Records from a point annotation dataset
==========
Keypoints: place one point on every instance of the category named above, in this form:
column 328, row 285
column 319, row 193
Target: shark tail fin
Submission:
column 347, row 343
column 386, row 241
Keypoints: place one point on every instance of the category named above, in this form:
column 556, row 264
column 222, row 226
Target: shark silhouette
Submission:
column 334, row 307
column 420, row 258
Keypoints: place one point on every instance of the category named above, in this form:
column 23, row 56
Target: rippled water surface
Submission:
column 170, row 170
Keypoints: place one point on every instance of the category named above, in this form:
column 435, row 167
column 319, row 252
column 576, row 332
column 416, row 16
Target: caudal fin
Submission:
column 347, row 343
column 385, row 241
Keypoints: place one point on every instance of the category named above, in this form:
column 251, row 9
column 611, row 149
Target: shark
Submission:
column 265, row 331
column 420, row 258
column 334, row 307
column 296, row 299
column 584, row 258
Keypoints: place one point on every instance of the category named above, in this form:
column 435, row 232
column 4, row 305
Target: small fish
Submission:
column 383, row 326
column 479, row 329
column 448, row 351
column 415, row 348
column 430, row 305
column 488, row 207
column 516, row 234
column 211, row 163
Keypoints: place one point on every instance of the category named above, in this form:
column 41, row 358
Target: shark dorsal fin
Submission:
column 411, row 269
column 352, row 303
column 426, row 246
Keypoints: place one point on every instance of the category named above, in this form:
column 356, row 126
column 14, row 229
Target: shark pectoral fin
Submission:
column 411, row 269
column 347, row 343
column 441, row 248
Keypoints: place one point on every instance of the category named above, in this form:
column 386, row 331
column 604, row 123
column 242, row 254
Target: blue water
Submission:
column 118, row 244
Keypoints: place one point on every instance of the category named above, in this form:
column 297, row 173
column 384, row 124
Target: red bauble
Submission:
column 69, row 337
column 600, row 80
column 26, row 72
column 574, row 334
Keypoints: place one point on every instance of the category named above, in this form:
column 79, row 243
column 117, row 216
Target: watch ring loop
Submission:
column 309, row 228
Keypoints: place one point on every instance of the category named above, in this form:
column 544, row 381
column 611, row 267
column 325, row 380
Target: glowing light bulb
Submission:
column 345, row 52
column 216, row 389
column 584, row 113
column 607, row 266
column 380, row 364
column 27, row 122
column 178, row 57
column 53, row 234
==========
Reproduce verbatim the lines of the records above, beginning with the very first line and stopping after the line that contains "column 170, row 170".

Keypoints: place one point on every instance of the category named above, in this form:
column 328, row 285
column 319, row 193
Target: shark tail fin
Submission:
column 347, row 343
column 386, row 241
Keypoints: place one point on every instance of the category named above, in this form:
column 556, row 264
column 222, row 226
Target: shark silhouette
Submission:
column 334, row 307
column 420, row 258
Keypoints: place one point on every instance of the category named above, in this form:
column 23, row 56
Target: rippled water surface
Submission:
column 170, row 170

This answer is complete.